----- Source information -----
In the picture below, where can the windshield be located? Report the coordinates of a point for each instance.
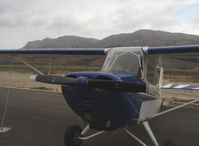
(123, 59)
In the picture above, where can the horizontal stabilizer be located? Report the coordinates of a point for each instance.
(186, 87)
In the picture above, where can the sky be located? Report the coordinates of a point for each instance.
(27, 20)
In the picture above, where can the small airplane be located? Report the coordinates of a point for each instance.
(125, 93)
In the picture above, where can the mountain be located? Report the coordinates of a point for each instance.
(63, 42)
(139, 38)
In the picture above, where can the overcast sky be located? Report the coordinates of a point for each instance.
(25, 20)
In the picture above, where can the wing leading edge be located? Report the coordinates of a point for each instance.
(172, 49)
(97, 51)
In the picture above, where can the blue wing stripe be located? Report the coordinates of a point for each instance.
(173, 49)
(55, 51)
(172, 86)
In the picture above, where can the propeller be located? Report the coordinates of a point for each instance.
(84, 82)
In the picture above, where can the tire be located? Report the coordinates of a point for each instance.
(169, 142)
(71, 136)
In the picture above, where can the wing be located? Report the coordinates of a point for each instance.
(179, 57)
(180, 63)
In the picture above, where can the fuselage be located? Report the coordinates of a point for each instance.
(110, 110)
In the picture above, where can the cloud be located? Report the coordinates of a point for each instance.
(29, 20)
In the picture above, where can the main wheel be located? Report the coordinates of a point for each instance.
(71, 136)
(169, 142)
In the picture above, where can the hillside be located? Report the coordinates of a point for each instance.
(138, 38)
(63, 42)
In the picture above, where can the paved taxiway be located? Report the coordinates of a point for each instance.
(40, 119)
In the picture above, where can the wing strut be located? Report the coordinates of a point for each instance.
(175, 108)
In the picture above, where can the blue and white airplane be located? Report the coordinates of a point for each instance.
(125, 93)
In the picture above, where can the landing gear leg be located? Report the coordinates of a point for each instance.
(150, 132)
(75, 135)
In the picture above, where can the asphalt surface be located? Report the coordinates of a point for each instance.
(40, 119)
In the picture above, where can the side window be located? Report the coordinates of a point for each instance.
(152, 74)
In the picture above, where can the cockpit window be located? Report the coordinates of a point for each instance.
(123, 60)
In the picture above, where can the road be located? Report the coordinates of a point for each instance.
(40, 119)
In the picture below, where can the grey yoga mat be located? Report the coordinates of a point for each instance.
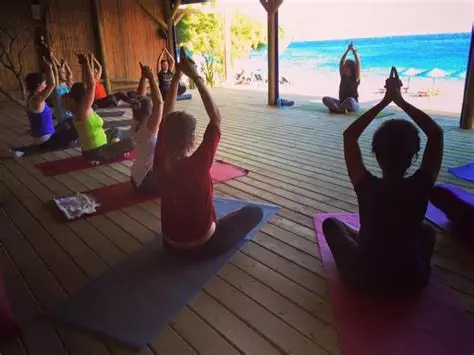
(133, 301)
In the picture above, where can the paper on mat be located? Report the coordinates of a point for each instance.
(76, 205)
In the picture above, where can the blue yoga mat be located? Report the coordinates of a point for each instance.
(465, 172)
(133, 301)
(185, 96)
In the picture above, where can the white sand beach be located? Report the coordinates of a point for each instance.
(317, 85)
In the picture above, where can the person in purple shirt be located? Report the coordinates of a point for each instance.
(45, 136)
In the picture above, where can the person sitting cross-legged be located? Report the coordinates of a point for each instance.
(188, 219)
(391, 254)
(348, 88)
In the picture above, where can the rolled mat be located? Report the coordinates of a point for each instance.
(319, 107)
(450, 203)
(122, 195)
(465, 172)
(69, 165)
(110, 114)
(435, 323)
(133, 301)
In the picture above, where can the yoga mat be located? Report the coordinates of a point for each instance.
(437, 217)
(69, 165)
(107, 113)
(319, 107)
(465, 172)
(133, 301)
(122, 195)
(185, 96)
(433, 324)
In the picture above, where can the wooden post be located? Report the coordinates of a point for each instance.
(228, 43)
(271, 6)
(99, 35)
(467, 114)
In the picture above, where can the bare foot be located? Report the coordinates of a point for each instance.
(341, 111)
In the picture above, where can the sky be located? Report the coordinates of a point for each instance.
(319, 19)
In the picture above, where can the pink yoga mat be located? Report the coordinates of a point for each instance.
(433, 324)
(122, 195)
(69, 165)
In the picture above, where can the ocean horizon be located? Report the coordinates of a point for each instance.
(446, 51)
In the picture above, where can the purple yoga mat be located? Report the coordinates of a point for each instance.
(433, 324)
(438, 217)
(465, 172)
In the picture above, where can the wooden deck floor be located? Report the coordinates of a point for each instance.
(270, 299)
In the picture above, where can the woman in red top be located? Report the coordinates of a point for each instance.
(187, 212)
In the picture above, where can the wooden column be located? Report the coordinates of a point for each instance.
(99, 35)
(271, 6)
(467, 114)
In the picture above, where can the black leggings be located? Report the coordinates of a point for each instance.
(344, 245)
(230, 229)
(109, 152)
(64, 136)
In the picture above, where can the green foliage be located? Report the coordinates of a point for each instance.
(246, 34)
(203, 34)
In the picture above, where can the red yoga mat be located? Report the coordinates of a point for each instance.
(122, 195)
(69, 165)
(8, 327)
(433, 324)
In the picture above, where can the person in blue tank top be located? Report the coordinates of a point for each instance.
(64, 82)
(46, 136)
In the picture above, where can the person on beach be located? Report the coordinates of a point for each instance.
(391, 254)
(349, 71)
(147, 116)
(46, 137)
(96, 146)
(64, 81)
(165, 67)
(188, 217)
(101, 99)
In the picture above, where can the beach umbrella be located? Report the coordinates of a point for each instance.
(461, 74)
(435, 73)
(409, 73)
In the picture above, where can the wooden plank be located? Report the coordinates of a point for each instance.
(283, 335)
(234, 330)
(204, 339)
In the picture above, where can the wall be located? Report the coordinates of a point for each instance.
(17, 15)
(130, 36)
(70, 26)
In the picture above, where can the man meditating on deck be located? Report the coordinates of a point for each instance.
(46, 136)
(165, 67)
(147, 116)
(89, 125)
(188, 217)
(391, 254)
(348, 87)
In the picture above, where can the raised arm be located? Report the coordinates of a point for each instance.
(96, 64)
(50, 83)
(343, 59)
(170, 100)
(352, 154)
(357, 59)
(88, 98)
(154, 121)
(160, 58)
(56, 65)
(188, 67)
(69, 76)
(433, 155)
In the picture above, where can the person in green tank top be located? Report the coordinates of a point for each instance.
(89, 125)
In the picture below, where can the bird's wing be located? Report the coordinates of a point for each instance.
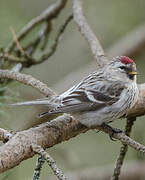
(89, 95)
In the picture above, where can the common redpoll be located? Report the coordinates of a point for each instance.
(100, 98)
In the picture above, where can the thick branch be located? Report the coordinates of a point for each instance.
(19, 147)
(89, 35)
(27, 79)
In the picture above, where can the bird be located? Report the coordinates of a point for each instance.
(100, 98)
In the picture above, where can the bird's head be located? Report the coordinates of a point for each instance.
(122, 68)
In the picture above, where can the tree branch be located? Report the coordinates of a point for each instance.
(28, 80)
(86, 31)
(50, 162)
(51, 12)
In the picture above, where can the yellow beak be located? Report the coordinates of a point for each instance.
(133, 73)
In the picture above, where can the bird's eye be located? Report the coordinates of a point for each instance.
(122, 67)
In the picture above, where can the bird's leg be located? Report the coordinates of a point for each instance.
(112, 130)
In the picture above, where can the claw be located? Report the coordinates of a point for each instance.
(112, 130)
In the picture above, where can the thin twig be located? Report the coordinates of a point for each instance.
(50, 13)
(89, 35)
(60, 175)
(39, 164)
(31, 47)
(56, 41)
(123, 150)
(16, 40)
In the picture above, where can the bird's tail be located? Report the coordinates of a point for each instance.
(44, 101)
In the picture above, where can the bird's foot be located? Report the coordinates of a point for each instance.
(112, 130)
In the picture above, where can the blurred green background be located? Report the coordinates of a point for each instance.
(110, 20)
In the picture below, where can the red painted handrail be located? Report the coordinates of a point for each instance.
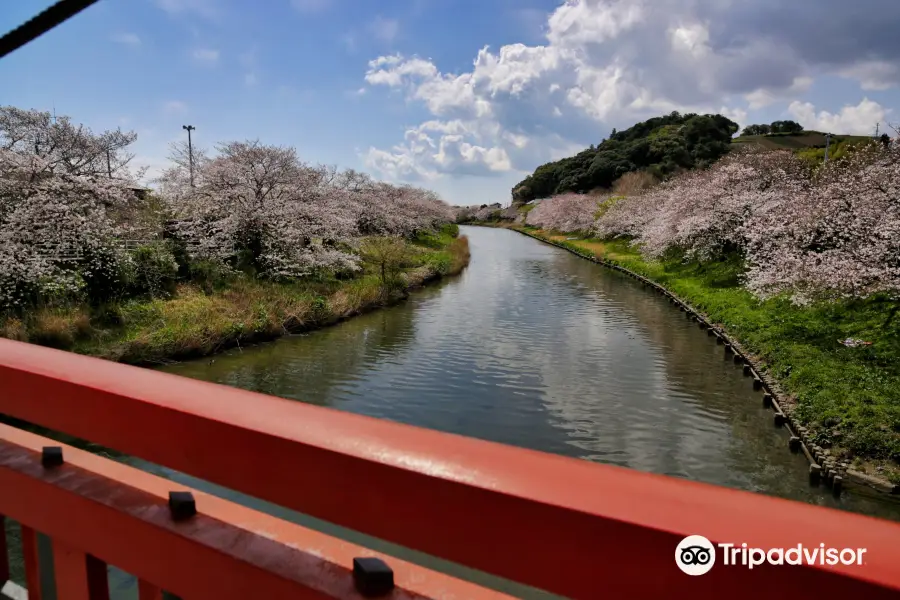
(98, 511)
(568, 526)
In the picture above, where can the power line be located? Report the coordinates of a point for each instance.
(29, 31)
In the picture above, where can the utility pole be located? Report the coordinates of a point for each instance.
(189, 129)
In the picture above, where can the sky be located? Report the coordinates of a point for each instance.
(465, 97)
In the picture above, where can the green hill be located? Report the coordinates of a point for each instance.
(662, 145)
(797, 141)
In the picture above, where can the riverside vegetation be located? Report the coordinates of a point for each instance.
(255, 245)
(798, 260)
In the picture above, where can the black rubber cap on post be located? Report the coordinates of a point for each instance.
(815, 474)
(182, 505)
(372, 577)
(51, 456)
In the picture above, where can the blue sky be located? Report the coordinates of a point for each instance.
(461, 96)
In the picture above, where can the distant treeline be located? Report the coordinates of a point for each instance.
(660, 146)
(775, 127)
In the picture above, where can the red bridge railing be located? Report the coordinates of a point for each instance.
(567, 526)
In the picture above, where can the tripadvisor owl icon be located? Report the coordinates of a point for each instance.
(695, 555)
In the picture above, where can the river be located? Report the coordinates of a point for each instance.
(535, 347)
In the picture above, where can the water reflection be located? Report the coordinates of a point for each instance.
(535, 347)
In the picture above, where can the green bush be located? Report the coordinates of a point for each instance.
(208, 274)
(107, 274)
(155, 270)
(438, 262)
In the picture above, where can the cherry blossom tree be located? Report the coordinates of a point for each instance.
(839, 238)
(565, 213)
(57, 237)
(823, 233)
(264, 203)
(701, 213)
(66, 148)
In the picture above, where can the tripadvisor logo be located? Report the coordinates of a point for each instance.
(696, 555)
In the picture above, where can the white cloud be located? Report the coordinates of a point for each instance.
(175, 107)
(127, 39)
(610, 63)
(206, 56)
(385, 29)
(875, 74)
(853, 120)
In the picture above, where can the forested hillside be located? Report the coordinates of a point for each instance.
(661, 146)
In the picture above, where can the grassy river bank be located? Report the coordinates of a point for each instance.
(197, 322)
(845, 395)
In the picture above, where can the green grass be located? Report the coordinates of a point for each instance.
(803, 140)
(197, 322)
(849, 396)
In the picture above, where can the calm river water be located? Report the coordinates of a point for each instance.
(535, 347)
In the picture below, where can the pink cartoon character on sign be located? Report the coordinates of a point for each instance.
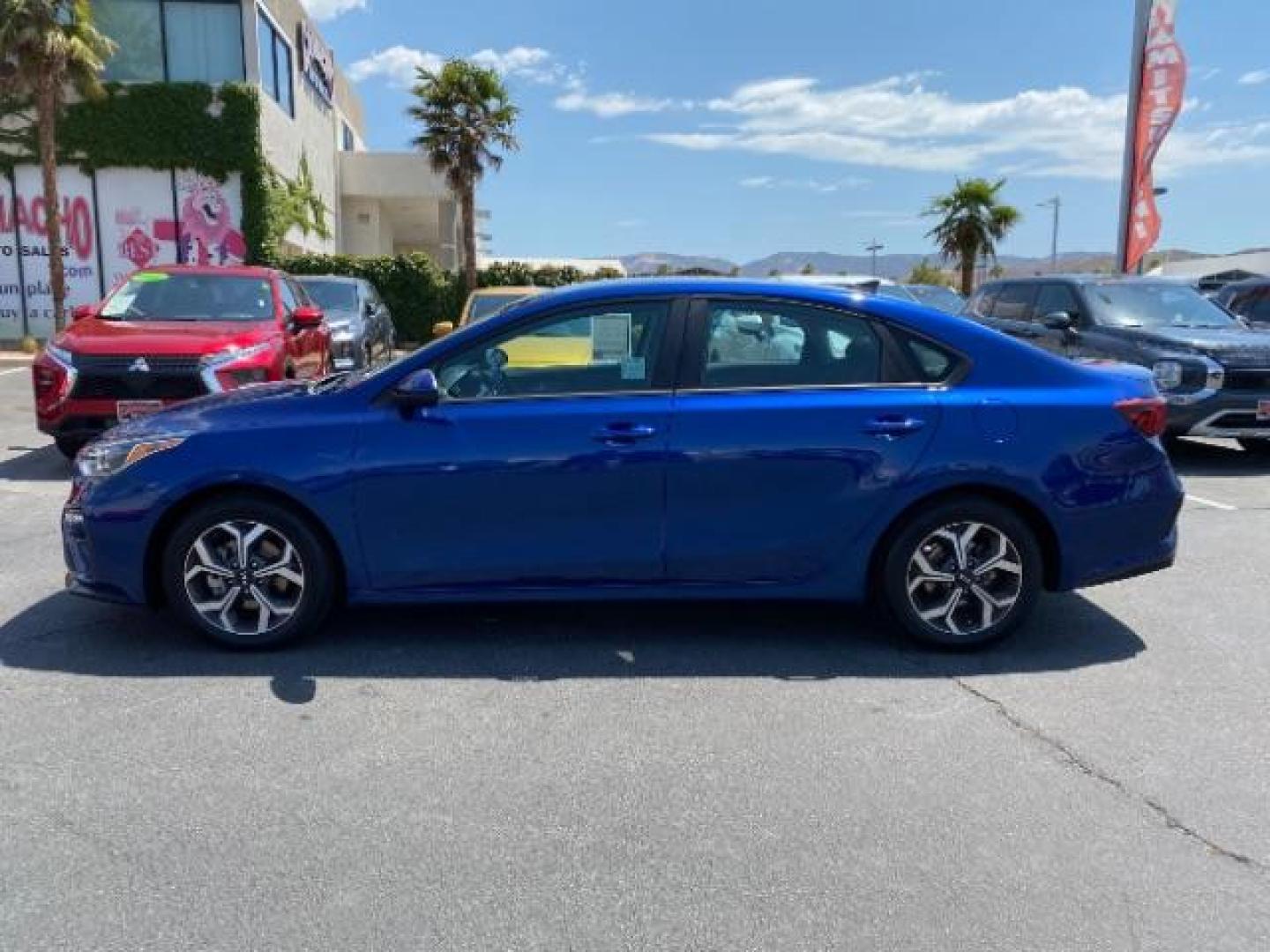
(207, 228)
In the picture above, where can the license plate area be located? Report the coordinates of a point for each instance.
(131, 409)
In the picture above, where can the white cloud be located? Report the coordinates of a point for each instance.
(399, 65)
(898, 123)
(331, 9)
(810, 184)
(609, 106)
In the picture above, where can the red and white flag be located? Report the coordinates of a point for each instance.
(1161, 84)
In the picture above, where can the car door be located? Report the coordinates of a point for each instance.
(544, 464)
(784, 443)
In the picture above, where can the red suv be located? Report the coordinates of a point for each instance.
(175, 333)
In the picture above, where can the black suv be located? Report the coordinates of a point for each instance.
(1212, 367)
(1250, 300)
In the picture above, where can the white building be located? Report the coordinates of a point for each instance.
(310, 132)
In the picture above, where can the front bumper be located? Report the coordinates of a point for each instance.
(1229, 414)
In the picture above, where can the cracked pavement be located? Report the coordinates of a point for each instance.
(603, 777)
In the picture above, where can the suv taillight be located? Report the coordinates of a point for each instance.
(1148, 415)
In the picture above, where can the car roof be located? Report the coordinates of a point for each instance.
(242, 271)
(329, 279)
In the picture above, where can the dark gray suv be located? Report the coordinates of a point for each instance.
(1212, 367)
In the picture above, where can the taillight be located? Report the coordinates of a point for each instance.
(1148, 415)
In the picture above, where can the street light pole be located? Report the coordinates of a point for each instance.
(1056, 204)
(874, 249)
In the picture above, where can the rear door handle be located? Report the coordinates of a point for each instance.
(624, 433)
(893, 426)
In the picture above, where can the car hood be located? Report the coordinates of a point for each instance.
(198, 414)
(161, 338)
(1236, 346)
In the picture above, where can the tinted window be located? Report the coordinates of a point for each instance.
(159, 296)
(1154, 305)
(1254, 305)
(788, 346)
(1015, 302)
(1057, 297)
(606, 349)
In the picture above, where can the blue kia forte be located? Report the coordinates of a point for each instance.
(667, 438)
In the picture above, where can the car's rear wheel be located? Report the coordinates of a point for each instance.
(963, 573)
(248, 573)
(1258, 447)
(70, 446)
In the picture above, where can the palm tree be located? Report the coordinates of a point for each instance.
(467, 115)
(45, 48)
(972, 222)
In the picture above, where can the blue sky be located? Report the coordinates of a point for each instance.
(743, 129)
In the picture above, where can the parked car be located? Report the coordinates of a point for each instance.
(361, 324)
(941, 299)
(943, 469)
(169, 334)
(1249, 300)
(484, 303)
(1213, 369)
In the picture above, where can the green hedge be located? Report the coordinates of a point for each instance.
(419, 294)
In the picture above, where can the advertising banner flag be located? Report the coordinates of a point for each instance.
(1160, 84)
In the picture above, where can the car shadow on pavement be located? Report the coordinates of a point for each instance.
(42, 465)
(794, 641)
(1224, 458)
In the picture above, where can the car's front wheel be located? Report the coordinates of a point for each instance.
(1256, 447)
(248, 573)
(960, 574)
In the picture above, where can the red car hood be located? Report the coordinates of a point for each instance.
(163, 338)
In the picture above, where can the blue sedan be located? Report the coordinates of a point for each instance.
(698, 439)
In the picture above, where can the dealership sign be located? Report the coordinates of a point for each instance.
(113, 222)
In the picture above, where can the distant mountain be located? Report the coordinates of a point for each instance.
(892, 265)
(652, 262)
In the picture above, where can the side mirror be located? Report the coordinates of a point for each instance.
(308, 316)
(417, 391)
(1059, 320)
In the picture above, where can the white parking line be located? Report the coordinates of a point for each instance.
(1223, 507)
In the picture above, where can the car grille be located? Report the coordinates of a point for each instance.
(1256, 378)
(116, 378)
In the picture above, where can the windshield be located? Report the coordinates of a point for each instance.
(161, 296)
(1133, 305)
(488, 305)
(943, 299)
(332, 294)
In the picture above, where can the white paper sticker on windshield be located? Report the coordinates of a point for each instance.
(609, 338)
(634, 368)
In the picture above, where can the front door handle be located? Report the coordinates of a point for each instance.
(624, 433)
(893, 426)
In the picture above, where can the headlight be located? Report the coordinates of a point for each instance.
(61, 355)
(101, 460)
(1169, 374)
(233, 354)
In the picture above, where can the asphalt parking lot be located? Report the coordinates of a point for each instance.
(640, 777)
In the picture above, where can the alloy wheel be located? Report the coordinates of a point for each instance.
(964, 577)
(244, 576)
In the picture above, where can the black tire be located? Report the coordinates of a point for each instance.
(963, 628)
(1256, 447)
(306, 611)
(70, 446)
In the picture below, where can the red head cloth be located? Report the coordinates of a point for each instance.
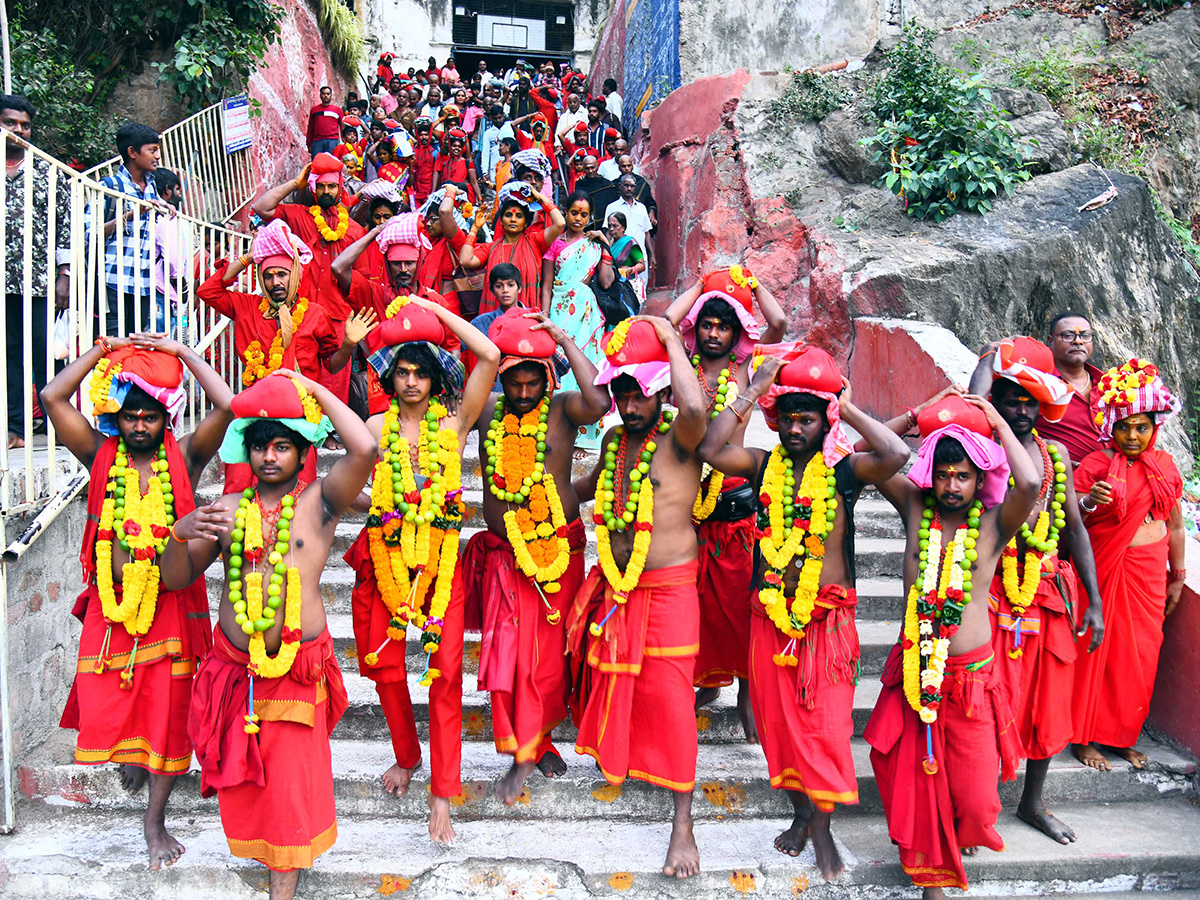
(325, 168)
(736, 287)
(157, 373)
(807, 370)
(412, 323)
(402, 238)
(954, 418)
(1031, 365)
(277, 246)
(953, 411)
(517, 341)
(634, 348)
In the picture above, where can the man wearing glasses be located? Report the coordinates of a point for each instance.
(1071, 342)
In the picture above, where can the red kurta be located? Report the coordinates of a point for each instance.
(526, 255)
(275, 789)
(315, 341)
(147, 725)
(1036, 658)
(390, 676)
(933, 816)
(805, 713)
(726, 563)
(1115, 683)
(633, 697)
(301, 222)
(521, 659)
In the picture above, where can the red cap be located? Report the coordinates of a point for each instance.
(515, 336)
(155, 367)
(412, 323)
(271, 397)
(720, 281)
(642, 345)
(953, 411)
(811, 370)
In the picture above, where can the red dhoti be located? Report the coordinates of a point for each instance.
(390, 676)
(292, 821)
(1115, 683)
(147, 724)
(1036, 659)
(522, 655)
(805, 712)
(931, 816)
(726, 563)
(633, 697)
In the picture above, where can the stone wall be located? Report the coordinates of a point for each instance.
(43, 636)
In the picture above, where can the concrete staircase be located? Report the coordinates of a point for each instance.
(577, 837)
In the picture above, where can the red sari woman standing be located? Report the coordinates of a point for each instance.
(1131, 503)
(516, 241)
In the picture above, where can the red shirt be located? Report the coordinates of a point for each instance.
(367, 295)
(324, 123)
(301, 222)
(1077, 431)
(315, 339)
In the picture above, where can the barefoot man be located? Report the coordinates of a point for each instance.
(1033, 598)
(270, 693)
(715, 318)
(407, 556)
(141, 641)
(525, 570)
(635, 624)
(942, 732)
(803, 649)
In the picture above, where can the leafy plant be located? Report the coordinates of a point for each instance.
(67, 124)
(809, 96)
(1053, 75)
(946, 143)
-----
▶ _Task requirements_
Each line from the one holding "In the picture above, where can the leafy" down to the end of the records above is to be repeated exactly; no other line belongs in the reply.

▶ _Your response_
In the picture above, where can the leafy plant be located? Report the coordinates of a point for each instance.
(67, 124)
(809, 96)
(1053, 75)
(946, 143)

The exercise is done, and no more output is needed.